■ What you need to do: Retype the items below word for word, line by line, with nothing changed.
start Supplied records
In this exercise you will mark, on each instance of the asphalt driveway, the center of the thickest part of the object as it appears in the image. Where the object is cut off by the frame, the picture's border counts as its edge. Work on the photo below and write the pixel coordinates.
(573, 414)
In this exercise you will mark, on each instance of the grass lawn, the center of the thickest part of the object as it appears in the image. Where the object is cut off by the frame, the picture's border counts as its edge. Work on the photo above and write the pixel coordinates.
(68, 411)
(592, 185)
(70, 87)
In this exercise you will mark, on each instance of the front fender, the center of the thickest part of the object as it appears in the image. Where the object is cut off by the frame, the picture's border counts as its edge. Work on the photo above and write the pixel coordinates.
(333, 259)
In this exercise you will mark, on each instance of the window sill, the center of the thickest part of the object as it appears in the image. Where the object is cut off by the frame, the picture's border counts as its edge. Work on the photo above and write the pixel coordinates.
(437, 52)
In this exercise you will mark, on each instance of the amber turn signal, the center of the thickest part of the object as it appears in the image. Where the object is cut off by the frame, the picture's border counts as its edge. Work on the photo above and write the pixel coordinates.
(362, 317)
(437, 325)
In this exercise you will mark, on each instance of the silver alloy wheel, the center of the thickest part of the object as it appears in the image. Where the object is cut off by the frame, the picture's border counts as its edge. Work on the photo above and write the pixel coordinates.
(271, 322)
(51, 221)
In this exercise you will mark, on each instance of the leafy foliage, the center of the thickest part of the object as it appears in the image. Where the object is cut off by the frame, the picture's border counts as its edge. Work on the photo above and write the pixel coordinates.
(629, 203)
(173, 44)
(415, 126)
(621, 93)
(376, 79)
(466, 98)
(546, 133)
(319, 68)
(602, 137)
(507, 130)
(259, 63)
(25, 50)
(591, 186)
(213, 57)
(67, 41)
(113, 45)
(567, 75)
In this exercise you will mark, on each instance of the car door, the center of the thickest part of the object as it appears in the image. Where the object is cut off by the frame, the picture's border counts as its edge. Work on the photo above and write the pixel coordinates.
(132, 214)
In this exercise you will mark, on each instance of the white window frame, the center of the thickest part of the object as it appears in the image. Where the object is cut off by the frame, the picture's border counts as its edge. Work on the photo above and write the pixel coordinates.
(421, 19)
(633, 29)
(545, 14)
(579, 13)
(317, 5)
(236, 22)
end Supplied records
■ Answer for this exercise:
In this exercise you will mark, on each instance of the asphalt driveway, the center of the thickest part of the object as it appears in the image. Where the object is cut off by the frame, the picture's border counts as its edge. Work on the photo below and write the pixel coordinates.
(573, 414)
In this exercise you will mark, on each instance of the grass lawn, the center of the thickest part of the object as it appears in the image. Where the object is cut off by the frame, the picture's border counts as its edge. Work on the photo above and write the pixel coordinates.
(68, 411)
(592, 185)
(70, 87)
In this exercise you will mark, on each instance of the front fender, the center of the thickest part of the object as it appears in the image. Where the object is cut off by the frame, the picture's border counts as its edge. Work on the photo above and write the pixel coordinates.
(333, 259)
In this exercise you will mark, on each instance of the window sill, the center of the thickest part of the object as it appears in the image. Where the object is cut off by the frame, the picture's border counts as its edge. Work on the photo above and write the pixel coordinates.
(437, 52)
In this exercise you will mark, on each instance of the amber turn signal, the center of the thickest part of the object as it appears in the image. Where the object is cut off by the frame, the picture's border counts as its edge. Work on the photo above and write the pixel coordinates.
(362, 317)
(437, 325)
In this exercise you will mark, on each instance of the silver alloy wheel, the center of the thickest part of the object as it appears in the image. Where the object is cut off by the frame, the picture's border counts as its edge. Work on the photo above and write the pixel coordinates.
(271, 322)
(51, 221)
In this exercise you will mark, on each instance of the leafy foliage, the center of the thickest part of the object as it appears in the image. Where the object is cut off by the frame, the picture's border counts as its edge. Work on the photo above and write the pixel coordinates.
(629, 203)
(173, 44)
(415, 126)
(621, 93)
(376, 79)
(466, 98)
(546, 133)
(319, 68)
(602, 137)
(507, 130)
(259, 63)
(25, 50)
(591, 186)
(213, 57)
(67, 41)
(113, 45)
(567, 75)
In this exercise you will mark, on each instance of the car door, the center of the thickest part of the object as it appears in the image. Where the object is cut off by the frame, the picture's border counts as its edge. Work on the photo above and write the pixel coordinates.
(132, 214)
In this exercise you will mark, on each instance of the white window frame, the center of the thickest part of the object as it appears in the image. Where the object is cut off by the frame, the picture's border counts as its edge. Work on the photo above and write the pixel coordinates.
(421, 19)
(633, 29)
(545, 14)
(579, 13)
(317, 5)
(236, 22)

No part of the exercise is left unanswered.